* Begin *

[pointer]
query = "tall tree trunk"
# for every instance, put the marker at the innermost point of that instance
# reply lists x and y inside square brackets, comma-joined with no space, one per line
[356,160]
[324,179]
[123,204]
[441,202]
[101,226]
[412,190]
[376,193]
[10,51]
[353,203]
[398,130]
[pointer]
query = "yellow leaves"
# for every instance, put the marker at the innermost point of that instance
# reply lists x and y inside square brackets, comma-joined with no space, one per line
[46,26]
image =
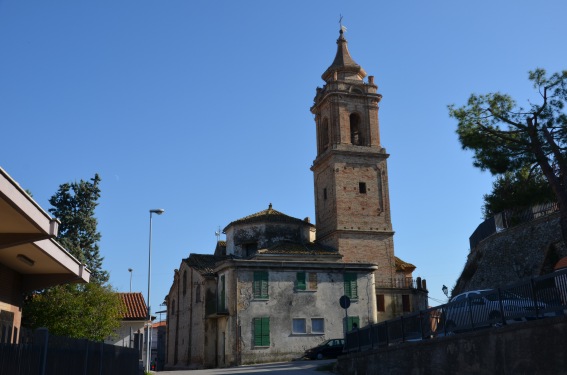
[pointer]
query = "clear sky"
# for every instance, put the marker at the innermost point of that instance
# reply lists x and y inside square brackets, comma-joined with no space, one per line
[202,108]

* End *

## WHAT IS ASKED
Reproduce all of the data above line for line, leaving out the picture.

## THE OUTPUT
[pointer]
query = "tall tree trunk"
# for every instance, put the marker at the innermost point of that instance
# reply lists x and y inside square brackets, comma-joined with no space, one per line
[356,160]
[324,179]
[123,204]
[441,202]
[101,226]
[412,190]
[376,193]
[10,51]
[353,203]
[398,130]
[pointer]
query = "yellow leaves"
# for every instance, put the marker at the innermost point of that instance
# reply lists x and y inside square brackets, comma-joined with no space, one per line
[46,26]
image =
[pointer]
query = "clear sky"
# for every instance, put the marker at the innermost point of that instance
# reply lists x and y inside square brackets, comma-joined with no space, one per line
[202,108]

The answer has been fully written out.